## Short problem
Copy the entries word for word, starting at the line that contains "shrub -> outlines, every instance" and ending at the line that contains "[[[97,95],[97,93],[95,93],[95,91],[91,91],[90,95]]]", with both of those lines included.

* BEGIN Recorded data *

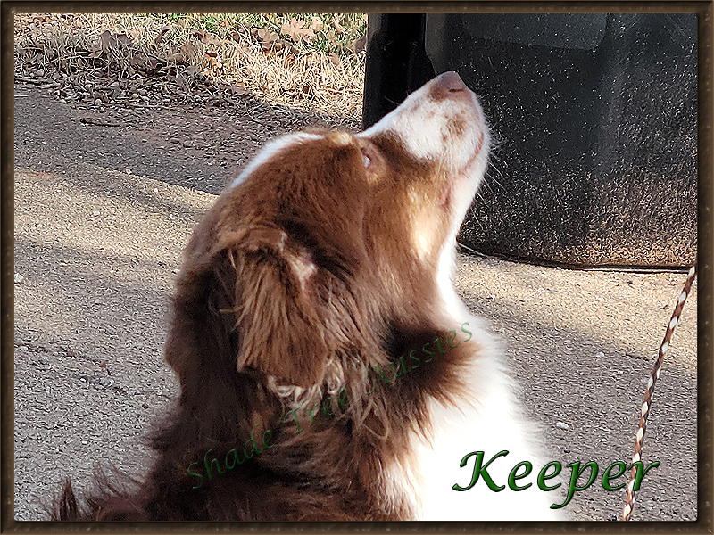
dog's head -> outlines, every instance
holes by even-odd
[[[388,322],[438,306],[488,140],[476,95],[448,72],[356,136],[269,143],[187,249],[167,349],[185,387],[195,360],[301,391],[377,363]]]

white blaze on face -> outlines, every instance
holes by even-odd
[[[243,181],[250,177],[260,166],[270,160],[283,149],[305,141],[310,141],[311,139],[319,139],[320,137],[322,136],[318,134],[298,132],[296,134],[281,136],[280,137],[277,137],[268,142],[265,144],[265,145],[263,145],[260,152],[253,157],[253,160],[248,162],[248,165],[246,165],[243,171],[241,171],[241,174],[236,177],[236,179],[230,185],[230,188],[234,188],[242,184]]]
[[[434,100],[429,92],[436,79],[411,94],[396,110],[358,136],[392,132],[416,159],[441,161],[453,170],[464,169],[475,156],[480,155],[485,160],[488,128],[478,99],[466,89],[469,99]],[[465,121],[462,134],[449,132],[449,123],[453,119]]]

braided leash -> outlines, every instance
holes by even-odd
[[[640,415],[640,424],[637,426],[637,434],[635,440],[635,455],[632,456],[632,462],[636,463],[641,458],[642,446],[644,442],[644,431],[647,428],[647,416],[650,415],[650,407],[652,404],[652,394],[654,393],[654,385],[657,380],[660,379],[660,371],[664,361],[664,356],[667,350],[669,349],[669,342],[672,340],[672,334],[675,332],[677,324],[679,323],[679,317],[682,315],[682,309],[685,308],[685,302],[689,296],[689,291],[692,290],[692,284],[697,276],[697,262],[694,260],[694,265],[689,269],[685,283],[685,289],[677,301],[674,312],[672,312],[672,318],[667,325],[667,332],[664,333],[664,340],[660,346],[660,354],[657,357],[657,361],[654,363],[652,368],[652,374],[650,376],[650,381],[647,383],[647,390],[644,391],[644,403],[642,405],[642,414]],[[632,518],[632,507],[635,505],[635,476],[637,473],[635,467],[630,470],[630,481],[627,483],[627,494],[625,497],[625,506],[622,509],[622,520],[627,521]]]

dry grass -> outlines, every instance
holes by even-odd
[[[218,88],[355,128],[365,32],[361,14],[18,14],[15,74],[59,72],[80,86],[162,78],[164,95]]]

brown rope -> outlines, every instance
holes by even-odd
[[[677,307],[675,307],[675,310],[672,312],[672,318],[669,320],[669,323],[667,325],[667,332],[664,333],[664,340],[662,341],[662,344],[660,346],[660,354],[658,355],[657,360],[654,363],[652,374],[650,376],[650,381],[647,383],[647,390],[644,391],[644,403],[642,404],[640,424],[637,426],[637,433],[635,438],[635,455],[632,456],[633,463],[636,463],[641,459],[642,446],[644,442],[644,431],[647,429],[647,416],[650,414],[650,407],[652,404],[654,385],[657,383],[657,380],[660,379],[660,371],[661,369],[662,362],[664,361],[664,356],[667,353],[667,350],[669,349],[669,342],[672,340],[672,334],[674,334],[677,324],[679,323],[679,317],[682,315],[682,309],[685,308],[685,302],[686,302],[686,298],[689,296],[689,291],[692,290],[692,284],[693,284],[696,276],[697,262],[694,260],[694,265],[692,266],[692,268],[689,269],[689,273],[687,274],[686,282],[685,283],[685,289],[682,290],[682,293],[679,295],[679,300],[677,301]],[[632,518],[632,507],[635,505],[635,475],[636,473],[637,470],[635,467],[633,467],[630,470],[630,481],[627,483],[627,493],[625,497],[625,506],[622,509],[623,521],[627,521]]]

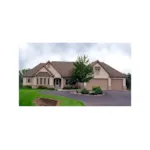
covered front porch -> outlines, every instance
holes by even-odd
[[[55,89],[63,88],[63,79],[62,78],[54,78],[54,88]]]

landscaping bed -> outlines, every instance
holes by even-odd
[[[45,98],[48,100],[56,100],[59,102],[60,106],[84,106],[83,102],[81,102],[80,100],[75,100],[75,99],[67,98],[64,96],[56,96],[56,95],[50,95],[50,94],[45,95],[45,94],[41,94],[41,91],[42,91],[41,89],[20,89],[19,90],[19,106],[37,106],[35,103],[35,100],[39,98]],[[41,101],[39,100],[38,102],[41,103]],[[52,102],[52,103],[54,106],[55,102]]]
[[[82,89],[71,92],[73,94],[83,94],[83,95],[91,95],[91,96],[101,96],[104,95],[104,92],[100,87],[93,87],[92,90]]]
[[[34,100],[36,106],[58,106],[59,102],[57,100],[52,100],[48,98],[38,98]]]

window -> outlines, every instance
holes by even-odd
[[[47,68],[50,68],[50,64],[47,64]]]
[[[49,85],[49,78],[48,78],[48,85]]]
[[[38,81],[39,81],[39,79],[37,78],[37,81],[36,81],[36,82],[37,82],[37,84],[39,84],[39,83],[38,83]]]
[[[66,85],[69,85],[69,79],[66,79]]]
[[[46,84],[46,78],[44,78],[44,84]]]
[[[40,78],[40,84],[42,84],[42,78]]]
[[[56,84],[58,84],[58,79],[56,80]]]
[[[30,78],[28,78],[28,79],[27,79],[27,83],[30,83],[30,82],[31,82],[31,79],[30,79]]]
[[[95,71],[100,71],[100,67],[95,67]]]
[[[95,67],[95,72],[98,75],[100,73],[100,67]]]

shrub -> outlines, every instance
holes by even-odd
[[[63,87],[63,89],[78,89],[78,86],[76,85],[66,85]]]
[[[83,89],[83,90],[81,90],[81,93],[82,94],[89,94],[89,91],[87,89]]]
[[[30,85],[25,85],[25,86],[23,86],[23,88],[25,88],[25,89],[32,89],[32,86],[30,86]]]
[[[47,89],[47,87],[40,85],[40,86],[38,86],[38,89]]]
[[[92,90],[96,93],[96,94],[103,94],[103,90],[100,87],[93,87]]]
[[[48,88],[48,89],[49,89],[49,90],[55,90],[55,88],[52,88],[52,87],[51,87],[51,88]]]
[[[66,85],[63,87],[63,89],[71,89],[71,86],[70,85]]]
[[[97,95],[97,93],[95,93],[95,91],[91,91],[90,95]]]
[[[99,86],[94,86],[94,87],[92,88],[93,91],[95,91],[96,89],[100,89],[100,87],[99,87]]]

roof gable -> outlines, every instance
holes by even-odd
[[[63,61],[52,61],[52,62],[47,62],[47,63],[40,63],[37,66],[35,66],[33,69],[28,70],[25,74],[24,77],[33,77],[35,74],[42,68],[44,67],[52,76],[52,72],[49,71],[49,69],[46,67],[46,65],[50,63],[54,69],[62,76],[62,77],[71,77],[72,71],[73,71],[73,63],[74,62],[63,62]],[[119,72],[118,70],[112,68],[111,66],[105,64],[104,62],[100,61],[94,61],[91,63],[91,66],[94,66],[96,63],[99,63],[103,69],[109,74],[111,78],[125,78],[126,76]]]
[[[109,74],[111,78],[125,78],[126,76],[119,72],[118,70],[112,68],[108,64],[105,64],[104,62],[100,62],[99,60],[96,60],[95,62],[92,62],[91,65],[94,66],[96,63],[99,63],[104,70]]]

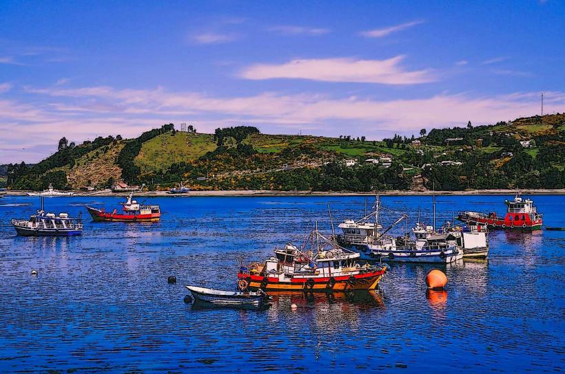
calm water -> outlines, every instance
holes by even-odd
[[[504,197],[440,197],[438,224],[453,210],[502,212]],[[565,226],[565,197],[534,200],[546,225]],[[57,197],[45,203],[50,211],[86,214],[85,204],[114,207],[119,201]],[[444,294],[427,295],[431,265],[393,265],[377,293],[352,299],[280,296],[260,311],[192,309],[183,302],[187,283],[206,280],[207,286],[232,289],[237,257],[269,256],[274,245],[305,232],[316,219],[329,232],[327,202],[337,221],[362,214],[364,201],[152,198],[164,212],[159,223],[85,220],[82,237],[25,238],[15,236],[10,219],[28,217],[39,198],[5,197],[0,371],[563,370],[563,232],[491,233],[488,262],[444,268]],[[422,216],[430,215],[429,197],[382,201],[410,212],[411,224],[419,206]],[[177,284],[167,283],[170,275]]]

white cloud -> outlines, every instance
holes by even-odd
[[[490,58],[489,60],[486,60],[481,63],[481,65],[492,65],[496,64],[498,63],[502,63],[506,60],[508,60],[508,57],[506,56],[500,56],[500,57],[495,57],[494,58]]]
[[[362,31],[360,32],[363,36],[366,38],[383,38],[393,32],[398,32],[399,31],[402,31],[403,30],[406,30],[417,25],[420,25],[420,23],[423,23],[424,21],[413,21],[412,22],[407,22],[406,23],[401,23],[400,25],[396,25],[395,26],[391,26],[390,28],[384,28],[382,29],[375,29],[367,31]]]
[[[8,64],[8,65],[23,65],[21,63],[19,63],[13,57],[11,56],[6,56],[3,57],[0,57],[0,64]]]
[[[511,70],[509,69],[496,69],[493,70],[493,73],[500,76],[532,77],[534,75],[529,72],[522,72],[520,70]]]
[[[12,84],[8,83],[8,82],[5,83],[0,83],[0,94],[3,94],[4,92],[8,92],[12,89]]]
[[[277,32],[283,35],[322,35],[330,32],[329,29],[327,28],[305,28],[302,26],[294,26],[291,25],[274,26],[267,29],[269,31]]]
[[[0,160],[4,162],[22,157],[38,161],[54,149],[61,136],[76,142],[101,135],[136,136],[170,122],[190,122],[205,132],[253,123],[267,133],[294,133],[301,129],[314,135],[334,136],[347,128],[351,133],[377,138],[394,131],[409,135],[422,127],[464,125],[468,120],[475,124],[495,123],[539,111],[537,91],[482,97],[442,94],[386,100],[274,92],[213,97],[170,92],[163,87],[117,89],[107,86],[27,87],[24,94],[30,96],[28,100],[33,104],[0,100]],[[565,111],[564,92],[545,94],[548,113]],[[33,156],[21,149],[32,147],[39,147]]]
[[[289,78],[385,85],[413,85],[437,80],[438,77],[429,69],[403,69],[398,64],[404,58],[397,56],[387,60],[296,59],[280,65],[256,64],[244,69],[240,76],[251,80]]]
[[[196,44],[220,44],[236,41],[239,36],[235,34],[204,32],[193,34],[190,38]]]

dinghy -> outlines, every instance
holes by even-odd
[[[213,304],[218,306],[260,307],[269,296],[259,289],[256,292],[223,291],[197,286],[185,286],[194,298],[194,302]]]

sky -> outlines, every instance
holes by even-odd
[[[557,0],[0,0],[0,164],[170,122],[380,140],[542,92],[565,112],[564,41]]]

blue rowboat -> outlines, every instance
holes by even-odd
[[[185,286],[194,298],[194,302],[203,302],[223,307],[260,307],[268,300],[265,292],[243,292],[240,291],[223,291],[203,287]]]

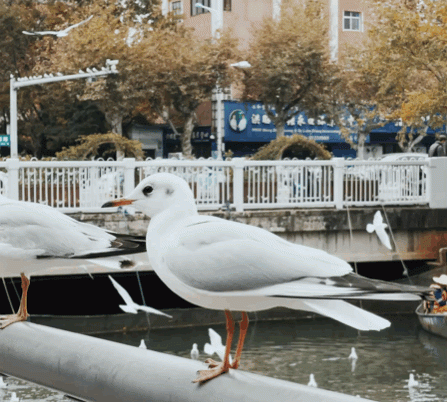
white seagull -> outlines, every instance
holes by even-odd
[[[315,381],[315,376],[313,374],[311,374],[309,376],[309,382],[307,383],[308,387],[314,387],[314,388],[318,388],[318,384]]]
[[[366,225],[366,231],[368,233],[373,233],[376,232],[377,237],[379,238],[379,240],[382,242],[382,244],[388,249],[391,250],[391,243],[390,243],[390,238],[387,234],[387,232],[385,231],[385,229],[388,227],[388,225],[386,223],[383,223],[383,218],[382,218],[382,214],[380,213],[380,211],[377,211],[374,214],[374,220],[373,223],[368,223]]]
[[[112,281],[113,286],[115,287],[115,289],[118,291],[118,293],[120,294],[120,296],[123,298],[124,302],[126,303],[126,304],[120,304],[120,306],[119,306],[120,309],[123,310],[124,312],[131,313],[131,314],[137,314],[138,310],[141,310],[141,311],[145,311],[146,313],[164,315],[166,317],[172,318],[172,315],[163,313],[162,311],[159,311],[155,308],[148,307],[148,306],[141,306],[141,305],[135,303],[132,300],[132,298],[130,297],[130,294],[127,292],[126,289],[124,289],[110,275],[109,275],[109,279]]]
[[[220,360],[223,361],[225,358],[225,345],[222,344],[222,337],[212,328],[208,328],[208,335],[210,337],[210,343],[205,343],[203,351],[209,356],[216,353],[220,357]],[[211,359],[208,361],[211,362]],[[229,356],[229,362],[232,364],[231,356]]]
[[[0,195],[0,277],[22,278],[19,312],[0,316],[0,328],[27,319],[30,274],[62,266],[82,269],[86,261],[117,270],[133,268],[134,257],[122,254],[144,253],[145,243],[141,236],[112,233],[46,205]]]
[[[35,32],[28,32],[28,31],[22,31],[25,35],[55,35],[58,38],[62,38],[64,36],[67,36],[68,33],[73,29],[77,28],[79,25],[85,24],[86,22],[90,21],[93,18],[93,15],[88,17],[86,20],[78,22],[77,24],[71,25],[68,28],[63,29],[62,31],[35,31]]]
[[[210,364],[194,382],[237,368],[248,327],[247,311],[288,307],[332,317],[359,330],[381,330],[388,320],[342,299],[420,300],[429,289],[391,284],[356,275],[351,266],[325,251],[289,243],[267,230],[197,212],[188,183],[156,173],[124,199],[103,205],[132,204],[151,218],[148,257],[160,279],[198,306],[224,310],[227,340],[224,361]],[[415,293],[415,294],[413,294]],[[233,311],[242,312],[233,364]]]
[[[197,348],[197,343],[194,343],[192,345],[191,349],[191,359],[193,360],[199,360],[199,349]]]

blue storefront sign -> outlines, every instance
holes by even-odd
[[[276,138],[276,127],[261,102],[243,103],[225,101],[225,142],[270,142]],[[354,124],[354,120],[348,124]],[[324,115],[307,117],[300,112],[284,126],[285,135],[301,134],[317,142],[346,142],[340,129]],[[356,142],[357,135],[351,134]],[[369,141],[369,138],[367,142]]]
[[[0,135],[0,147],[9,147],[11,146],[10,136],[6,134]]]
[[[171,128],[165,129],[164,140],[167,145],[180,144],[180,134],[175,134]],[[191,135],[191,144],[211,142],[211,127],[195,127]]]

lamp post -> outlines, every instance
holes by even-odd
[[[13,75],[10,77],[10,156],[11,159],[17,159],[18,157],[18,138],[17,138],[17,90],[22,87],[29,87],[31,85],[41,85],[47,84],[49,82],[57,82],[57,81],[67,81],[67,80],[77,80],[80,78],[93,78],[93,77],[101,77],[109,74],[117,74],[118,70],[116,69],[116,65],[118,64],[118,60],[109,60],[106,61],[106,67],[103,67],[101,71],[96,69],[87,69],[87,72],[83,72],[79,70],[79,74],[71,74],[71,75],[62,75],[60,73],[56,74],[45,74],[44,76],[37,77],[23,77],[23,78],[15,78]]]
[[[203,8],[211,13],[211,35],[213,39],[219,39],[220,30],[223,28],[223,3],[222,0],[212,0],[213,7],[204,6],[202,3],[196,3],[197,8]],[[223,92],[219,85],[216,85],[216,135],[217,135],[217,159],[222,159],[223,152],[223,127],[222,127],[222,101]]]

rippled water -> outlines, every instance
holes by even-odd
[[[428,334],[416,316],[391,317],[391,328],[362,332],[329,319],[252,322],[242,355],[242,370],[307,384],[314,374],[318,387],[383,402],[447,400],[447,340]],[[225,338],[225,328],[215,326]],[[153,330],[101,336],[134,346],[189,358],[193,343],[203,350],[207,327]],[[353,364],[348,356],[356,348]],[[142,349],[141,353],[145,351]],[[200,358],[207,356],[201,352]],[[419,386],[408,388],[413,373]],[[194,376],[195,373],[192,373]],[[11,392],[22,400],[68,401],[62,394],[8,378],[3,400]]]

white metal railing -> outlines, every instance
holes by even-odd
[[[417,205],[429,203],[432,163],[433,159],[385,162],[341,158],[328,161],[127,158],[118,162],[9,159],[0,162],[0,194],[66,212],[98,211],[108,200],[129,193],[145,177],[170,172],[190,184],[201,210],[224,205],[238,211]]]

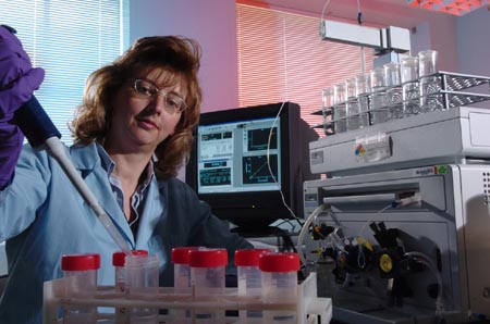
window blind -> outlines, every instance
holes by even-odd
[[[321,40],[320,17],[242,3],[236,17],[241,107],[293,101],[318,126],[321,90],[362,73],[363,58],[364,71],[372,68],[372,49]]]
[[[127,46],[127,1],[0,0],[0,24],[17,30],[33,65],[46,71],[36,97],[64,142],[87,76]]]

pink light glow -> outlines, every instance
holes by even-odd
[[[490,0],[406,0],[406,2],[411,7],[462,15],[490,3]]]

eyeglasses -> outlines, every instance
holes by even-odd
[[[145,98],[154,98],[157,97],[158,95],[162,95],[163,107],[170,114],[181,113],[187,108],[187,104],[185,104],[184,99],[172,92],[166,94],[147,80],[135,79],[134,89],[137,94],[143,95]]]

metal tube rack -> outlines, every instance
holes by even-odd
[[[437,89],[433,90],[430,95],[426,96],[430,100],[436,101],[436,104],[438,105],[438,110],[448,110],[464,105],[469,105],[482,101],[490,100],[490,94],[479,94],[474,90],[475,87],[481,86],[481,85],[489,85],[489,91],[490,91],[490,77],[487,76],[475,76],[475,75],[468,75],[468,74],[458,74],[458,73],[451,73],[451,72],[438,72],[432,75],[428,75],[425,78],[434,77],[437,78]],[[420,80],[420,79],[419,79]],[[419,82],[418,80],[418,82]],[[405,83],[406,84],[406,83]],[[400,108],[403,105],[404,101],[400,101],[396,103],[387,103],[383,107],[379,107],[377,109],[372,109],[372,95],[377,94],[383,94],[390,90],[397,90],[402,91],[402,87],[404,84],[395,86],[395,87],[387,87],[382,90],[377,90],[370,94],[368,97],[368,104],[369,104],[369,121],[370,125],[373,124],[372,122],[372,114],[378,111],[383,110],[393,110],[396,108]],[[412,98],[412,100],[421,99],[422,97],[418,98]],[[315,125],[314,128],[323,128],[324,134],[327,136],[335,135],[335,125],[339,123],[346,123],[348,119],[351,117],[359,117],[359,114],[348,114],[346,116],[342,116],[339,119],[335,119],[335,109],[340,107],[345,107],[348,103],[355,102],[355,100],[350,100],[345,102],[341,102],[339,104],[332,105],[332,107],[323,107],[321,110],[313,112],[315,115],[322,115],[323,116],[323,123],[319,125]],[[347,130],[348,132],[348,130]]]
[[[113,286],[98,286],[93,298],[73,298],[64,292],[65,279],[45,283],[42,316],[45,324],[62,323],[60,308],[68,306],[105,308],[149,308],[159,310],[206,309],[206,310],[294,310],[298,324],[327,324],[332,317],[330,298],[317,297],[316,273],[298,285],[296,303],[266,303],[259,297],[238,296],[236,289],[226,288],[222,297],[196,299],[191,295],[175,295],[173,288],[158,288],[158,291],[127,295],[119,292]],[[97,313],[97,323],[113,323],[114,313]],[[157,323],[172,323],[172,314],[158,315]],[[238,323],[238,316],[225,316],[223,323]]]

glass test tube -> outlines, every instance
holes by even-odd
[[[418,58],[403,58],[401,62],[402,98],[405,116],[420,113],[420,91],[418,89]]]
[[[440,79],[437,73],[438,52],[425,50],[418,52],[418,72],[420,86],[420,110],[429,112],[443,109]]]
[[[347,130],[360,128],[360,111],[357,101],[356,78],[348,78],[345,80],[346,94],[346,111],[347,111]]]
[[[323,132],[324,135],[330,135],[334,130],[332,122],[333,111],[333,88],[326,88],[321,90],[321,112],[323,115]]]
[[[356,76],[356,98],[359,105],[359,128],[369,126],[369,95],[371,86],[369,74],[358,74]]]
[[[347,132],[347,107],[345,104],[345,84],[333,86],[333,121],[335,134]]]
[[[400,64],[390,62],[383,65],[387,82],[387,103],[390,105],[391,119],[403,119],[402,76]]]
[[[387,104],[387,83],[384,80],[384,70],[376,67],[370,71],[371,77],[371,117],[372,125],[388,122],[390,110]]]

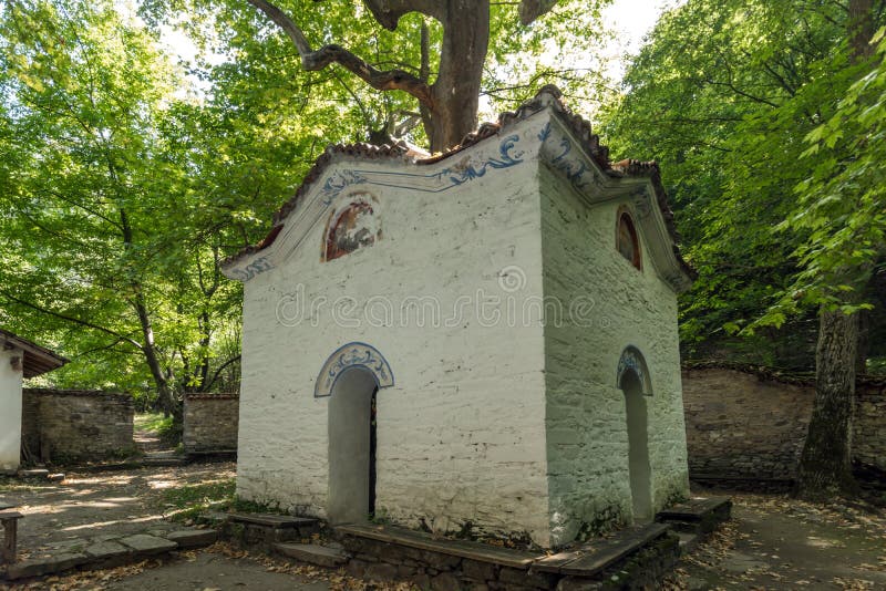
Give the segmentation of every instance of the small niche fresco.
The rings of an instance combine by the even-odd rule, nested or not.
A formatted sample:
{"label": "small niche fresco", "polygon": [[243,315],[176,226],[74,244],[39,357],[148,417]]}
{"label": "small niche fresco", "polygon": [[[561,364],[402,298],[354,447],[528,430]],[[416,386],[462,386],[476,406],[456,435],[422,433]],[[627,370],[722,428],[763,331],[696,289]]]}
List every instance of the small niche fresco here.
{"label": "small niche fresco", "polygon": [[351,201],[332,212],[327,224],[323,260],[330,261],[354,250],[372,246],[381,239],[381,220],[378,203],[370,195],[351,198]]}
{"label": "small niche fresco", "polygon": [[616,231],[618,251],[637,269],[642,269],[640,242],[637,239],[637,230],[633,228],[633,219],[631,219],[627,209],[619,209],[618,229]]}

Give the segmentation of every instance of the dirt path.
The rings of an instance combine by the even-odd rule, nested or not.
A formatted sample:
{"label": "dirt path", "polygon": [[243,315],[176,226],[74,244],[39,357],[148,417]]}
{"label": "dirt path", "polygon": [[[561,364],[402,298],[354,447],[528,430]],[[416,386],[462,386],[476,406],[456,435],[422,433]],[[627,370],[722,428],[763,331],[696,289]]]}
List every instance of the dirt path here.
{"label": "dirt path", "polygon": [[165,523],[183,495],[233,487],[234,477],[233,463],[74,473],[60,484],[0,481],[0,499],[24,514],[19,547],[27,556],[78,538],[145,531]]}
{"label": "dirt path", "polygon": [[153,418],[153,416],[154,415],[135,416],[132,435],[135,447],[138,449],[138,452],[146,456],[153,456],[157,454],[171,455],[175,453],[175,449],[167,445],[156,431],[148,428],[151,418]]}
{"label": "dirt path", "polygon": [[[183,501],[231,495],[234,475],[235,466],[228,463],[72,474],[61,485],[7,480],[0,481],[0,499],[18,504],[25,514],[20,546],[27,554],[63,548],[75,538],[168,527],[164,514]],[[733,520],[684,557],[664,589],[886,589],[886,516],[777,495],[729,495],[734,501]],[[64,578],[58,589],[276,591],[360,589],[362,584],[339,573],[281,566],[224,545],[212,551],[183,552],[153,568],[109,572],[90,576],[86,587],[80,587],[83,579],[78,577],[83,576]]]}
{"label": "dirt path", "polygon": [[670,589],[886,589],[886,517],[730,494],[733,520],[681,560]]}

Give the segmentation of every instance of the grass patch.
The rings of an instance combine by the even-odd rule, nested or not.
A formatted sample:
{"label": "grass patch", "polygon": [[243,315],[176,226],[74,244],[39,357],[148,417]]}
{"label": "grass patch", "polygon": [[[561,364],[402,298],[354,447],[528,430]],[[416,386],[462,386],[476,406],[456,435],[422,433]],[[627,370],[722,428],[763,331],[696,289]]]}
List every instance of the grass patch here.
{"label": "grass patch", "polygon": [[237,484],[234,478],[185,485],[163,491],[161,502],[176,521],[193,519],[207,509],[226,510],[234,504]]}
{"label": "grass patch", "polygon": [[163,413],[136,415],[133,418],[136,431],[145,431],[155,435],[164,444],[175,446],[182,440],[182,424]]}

* END Recorded data *

## Correct response
shrub -> outlines, every instance
holes by even-odd
[[[63,87],[63,89],[78,89],[78,86],[76,85],[66,85]]]
[[[83,89],[83,90],[81,90],[81,93],[82,94],[89,94],[89,91],[87,89]]]
[[[30,85],[25,85],[25,86],[23,86],[23,88],[25,88],[25,89],[32,89],[32,86],[30,86]]]
[[[47,89],[47,87],[40,85],[40,86],[38,86],[38,89]]]
[[[92,90],[96,93],[96,94],[103,94],[103,90],[100,87],[93,87]]]
[[[48,88],[48,89],[49,89],[49,90],[55,90],[55,88],[52,88],[52,87],[51,87],[51,88]]]
[[[66,85],[63,87],[63,89],[71,89],[71,86],[70,85]]]
[[[97,95],[97,93],[95,93],[95,91],[91,91],[90,95]]]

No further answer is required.